**Exercise directions**
Line by line, please look for the word "below" in the following records, then copy each line you find it in.

**Data listing**

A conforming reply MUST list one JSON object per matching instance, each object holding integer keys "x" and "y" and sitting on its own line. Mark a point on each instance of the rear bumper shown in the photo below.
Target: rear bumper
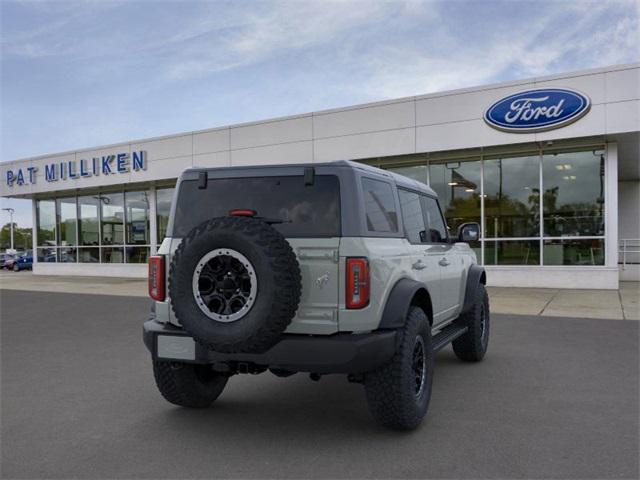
{"x": 339, "y": 353}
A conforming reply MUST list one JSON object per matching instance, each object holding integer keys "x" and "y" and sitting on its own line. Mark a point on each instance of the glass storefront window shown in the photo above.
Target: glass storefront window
{"x": 137, "y": 254}
{"x": 512, "y": 252}
{"x": 88, "y": 225}
{"x": 112, "y": 255}
{"x": 417, "y": 172}
{"x": 163, "y": 208}
{"x": 67, "y": 221}
{"x": 458, "y": 187}
{"x": 46, "y": 255}
{"x": 46, "y": 218}
{"x": 67, "y": 255}
{"x": 137, "y": 218}
{"x": 574, "y": 252}
{"x": 512, "y": 197}
{"x": 573, "y": 198}
{"x": 89, "y": 255}
{"x": 112, "y": 218}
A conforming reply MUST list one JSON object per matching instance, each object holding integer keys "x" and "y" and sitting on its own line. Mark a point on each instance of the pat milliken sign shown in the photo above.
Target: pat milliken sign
{"x": 537, "y": 110}
{"x": 115, "y": 164}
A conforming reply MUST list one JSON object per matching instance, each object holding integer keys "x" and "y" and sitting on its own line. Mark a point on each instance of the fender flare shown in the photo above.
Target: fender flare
{"x": 403, "y": 294}
{"x": 475, "y": 277}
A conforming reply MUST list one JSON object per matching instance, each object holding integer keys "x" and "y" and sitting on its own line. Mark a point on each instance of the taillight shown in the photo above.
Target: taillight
{"x": 156, "y": 277}
{"x": 358, "y": 287}
{"x": 242, "y": 212}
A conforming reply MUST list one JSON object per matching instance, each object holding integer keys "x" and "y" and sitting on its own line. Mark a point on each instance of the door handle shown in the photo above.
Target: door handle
{"x": 419, "y": 265}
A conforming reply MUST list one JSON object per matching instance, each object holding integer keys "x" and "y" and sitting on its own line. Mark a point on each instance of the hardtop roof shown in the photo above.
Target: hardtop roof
{"x": 400, "y": 180}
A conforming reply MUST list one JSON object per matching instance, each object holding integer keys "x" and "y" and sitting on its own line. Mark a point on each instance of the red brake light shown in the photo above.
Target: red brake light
{"x": 358, "y": 286}
{"x": 242, "y": 212}
{"x": 156, "y": 277}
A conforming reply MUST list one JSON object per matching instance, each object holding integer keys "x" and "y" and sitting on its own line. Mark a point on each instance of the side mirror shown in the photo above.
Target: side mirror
{"x": 469, "y": 232}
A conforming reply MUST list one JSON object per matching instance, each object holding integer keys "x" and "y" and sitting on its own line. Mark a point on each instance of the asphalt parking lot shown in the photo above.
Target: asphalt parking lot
{"x": 555, "y": 398}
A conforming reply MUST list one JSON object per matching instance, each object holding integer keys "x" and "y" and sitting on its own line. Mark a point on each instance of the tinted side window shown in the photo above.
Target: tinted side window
{"x": 380, "y": 206}
{"x": 305, "y": 210}
{"x": 433, "y": 217}
{"x": 412, "y": 216}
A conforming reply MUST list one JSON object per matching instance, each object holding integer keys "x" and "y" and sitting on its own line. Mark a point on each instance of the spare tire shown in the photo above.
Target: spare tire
{"x": 235, "y": 284}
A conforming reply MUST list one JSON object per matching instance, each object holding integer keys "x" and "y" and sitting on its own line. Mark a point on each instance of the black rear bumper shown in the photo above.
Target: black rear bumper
{"x": 338, "y": 353}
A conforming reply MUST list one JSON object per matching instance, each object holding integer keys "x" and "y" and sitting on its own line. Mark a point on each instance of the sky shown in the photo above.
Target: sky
{"x": 86, "y": 73}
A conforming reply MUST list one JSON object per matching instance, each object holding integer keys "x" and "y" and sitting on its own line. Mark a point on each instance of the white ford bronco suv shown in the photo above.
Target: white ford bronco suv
{"x": 325, "y": 268}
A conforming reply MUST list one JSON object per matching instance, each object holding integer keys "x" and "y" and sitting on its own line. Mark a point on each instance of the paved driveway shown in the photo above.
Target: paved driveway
{"x": 554, "y": 398}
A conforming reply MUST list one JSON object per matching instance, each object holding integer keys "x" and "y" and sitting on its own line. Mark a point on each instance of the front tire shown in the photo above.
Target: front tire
{"x": 398, "y": 394}
{"x": 472, "y": 346}
{"x": 188, "y": 385}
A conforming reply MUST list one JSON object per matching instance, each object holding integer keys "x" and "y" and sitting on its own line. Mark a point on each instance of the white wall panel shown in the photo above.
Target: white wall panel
{"x": 379, "y": 144}
{"x": 271, "y": 133}
{"x": 623, "y": 85}
{"x": 360, "y": 120}
{"x": 469, "y": 134}
{"x": 553, "y": 277}
{"x": 456, "y": 108}
{"x": 592, "y": 85}
{"x": 299, "y": 152}
{"x": 163, "y": 169}
{"x": 593, "y": 123}
{"x": 216, "y": 159}
{"x": 623, "y": 117}
{"x": 166, "y": 147}
{"x": 211, "y": 141}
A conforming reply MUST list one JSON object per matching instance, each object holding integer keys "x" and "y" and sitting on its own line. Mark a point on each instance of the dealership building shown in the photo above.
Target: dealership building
{"x": 549, "y": 166}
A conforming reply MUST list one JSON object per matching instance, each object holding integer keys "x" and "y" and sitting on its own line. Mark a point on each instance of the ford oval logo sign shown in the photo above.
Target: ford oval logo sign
{"x": 537, "y": 110}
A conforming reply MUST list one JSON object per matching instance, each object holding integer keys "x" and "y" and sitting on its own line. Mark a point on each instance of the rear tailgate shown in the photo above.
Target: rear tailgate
{"x": 318, "y": 310}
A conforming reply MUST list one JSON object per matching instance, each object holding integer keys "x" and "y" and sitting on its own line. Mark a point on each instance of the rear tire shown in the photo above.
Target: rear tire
{"x": 188, "y": 385}
{"x": 398, "y": 394}
{"x": 472, "y": 346}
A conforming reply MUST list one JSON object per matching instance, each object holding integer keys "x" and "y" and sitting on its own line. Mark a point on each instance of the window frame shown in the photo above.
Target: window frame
{"x": 447, "y": 239}
{"x": 399, "y": 232}
{"x": 424, "y": 219}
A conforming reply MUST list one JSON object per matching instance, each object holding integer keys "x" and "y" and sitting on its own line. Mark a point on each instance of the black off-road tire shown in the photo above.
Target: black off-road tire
{"x": 188, "y": 385}
{"x": 472, "y": 346}
{"x": 278, "y": 280}
{"x": 391, "y": 390}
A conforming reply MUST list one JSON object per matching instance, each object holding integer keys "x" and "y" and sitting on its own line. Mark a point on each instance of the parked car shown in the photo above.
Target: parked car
{"x": 23, "y": 262}
{"x": 331, "y": 268}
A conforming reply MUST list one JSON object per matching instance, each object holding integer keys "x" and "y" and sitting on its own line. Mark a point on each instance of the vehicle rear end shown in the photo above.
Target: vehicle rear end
{"x": 301, "y": 203}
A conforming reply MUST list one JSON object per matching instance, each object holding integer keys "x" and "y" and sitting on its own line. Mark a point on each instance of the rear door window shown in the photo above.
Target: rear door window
{"x": 380, "y": 206}
{"x": 437, "y": 229}
{"x": 412, "y": 217}
{"x": 304, "y": 210}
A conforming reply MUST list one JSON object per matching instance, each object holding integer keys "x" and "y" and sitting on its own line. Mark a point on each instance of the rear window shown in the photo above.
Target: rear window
{"x": 380, "y": 206}
{"x": 306, "y": 210}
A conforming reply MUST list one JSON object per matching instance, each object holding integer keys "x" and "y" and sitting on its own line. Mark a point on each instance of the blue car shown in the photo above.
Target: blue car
{"x": 23, "y": 262}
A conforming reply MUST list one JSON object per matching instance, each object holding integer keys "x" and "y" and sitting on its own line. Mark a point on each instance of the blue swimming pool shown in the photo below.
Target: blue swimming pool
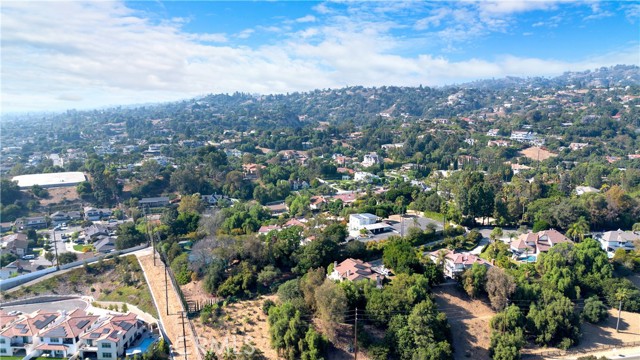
{"x": 141, "y": 348}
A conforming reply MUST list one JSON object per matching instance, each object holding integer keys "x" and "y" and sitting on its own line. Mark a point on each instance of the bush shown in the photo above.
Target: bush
{"x": 594, "y": 310}
{"x": 266, "y": 305}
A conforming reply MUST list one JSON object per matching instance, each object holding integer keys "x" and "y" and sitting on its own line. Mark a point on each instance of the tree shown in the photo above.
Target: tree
{"x": 128, "y": 236}
{"x": 496, "y": 233}
{"x": 499, "y": 287}
{"x": 594, "y": 310}
{"x": 554, "y": 320}
{"x": 474, "y": 279}
{"x": 331, "y": 305}
{"x": 400, "y": 256}
{"x": 49, "y": 256}
{"x": 578, "y": 229}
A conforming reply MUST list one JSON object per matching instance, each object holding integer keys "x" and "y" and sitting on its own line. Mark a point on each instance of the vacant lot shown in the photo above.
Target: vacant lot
{"x": 58, "y": 195}
{"x": 118, "y": 279}
{"x": 469, "y": 320}
{"x": 239, "y": 322}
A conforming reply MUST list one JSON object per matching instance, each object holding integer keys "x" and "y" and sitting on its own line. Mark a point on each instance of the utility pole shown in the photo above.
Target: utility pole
{"x": 184, "y": 337}
{"x": 355, "y": 337}
{"x": 166, "y": 289}
{"x": 55, "y": 248}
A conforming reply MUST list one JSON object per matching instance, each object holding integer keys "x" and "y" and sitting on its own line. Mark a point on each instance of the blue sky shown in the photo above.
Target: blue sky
{"x": 59, "y": 55}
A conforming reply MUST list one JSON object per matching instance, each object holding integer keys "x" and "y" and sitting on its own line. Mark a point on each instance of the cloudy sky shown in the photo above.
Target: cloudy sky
{"x": 60, "y": 55}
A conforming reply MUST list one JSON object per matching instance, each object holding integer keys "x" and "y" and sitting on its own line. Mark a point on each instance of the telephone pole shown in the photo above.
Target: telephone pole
{"x": 55, "y": 248}
{"x": 355, "y": 337}
{"x": 184, "y": 337}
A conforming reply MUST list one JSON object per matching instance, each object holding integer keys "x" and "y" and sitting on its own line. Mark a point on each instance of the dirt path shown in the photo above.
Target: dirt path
{"x": 469, "y": 320}
{"x": 172, "y": 323}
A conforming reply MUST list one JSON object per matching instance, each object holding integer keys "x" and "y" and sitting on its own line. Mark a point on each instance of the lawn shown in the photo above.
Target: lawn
{"x": 119, "y": 279}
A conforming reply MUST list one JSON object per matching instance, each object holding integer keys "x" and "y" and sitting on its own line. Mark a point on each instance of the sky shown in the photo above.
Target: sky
{"x": 59, "y": 55}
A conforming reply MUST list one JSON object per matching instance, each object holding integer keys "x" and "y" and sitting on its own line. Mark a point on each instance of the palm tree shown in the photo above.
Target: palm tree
{"x": 578, "y": 229}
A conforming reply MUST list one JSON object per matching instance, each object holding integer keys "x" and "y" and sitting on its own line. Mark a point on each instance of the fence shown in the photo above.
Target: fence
{"x": 19, "y": 280}
{"x": 552, "y": 353}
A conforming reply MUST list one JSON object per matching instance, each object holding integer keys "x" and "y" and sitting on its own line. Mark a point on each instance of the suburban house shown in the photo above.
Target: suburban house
{"x": 456, "y": 263}
{"x": 213, "y": 200}
{"x": 37, "y": 222}
{"x": 613, "y": 240}
{"x": 581, "y": 190}
{"x": 17, "y": 244}
{"x": 316, "y": 202}
{"x": 111, "y": 337}
{"x": 96, "y": 230}
{"x": 11, "y": 269}
{"x": 356, "y": 270}
{"x": 105, "y": 244}
{"x": 60, "y": 217}
{"x": 154, "y": 202}
{"x": 371, "y": 159}
{"x": 536, "y": 243}
{"x": 93, "y": 214}
{"x": 6, "y": 227}
{"x": 74, "y": 334}
{"x": 366, "y": 221}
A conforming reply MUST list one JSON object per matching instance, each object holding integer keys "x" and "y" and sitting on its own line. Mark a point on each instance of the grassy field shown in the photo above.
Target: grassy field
{"x": 118, "y": 279}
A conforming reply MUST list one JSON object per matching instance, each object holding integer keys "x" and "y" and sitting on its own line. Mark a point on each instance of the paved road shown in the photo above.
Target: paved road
{"x": 66, "y": 305}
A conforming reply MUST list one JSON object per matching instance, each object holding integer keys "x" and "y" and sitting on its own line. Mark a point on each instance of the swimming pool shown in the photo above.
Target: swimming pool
{"x": 530, "y": 258}
{"x": 142, "y": 347}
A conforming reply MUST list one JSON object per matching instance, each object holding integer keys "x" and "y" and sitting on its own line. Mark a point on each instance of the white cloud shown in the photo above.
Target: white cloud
{"x": 305, "y": 19}
{"x": 58, "y": 55}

**Exercise response**
A conforming reply MUST list one JSON object per matching instance, each object holding integer keys "x" and "y" and sitting on its own line. Mark a point on each instance of the rear bumper shown in the photo below.
A conforming reply MUST list one JSON object per matching instance, each object holding integer keys "x" and "y" and sitting on its own line. Mark a point on each instance of the blue swimming pool shown in the photo below.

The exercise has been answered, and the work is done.